▶ _Aim_: Please reproduce all of the rows below line for line, omitting the picture.

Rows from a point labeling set
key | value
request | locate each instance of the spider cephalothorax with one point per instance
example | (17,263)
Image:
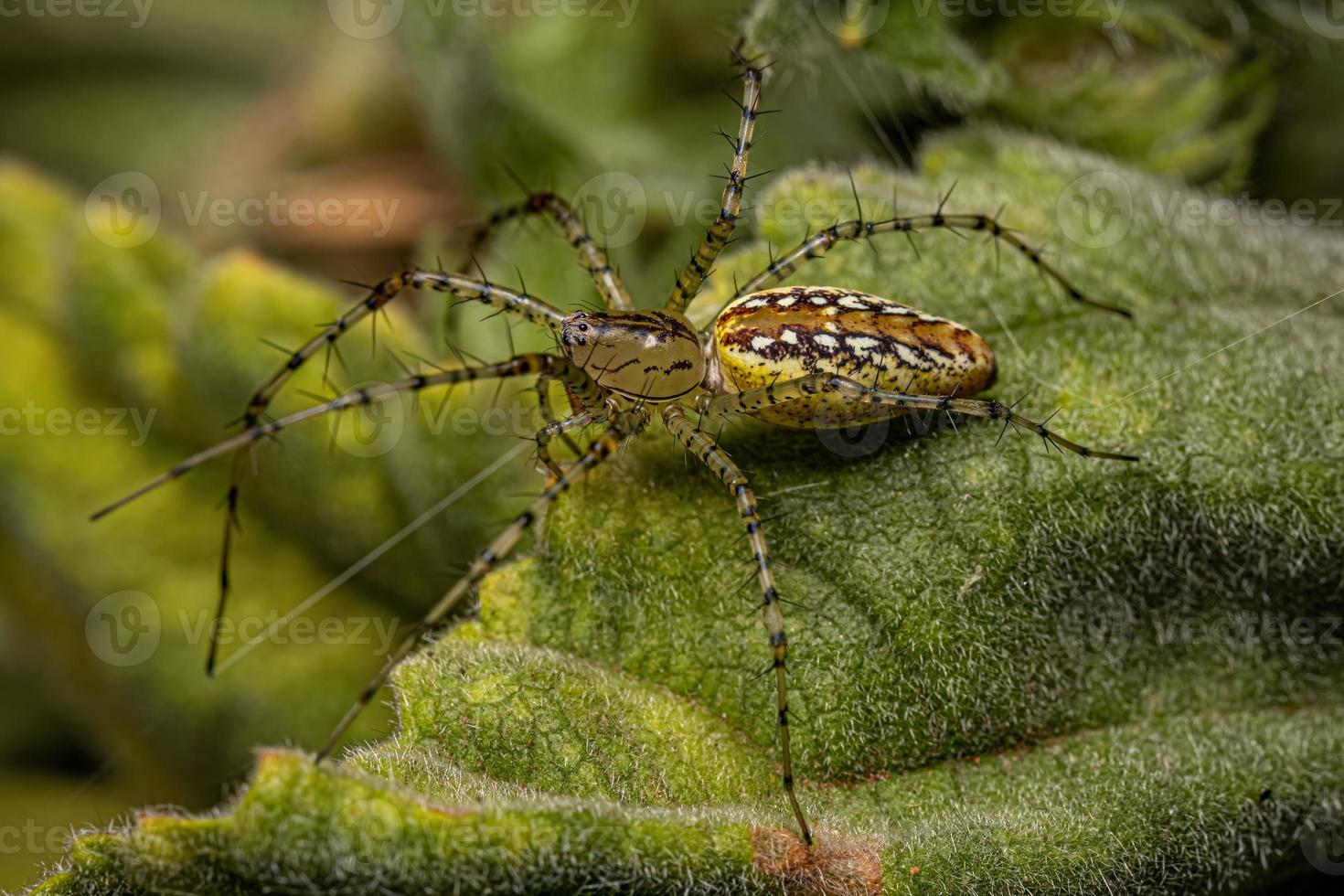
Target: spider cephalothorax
(655,357)
(805,357)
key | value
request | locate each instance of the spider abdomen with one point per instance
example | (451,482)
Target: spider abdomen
(785,334)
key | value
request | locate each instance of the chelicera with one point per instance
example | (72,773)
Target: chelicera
(801,357)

▶ _Response to this exercise_:
key | value
request | locate each instance of the spider cephalothorax with one point per instance
example | (17,263)
Image:
Target: spider cephalothorax
(655,357)
(805,357)
key | value
request | locate each instance of the spider abdomen with one point per instance
example | (451,482)
Target: spider abdomen
(785,334)
key | value
request | locate each instance of the chelicera with one point per instance
example | (72,773)
Target: chelicera
(801,357)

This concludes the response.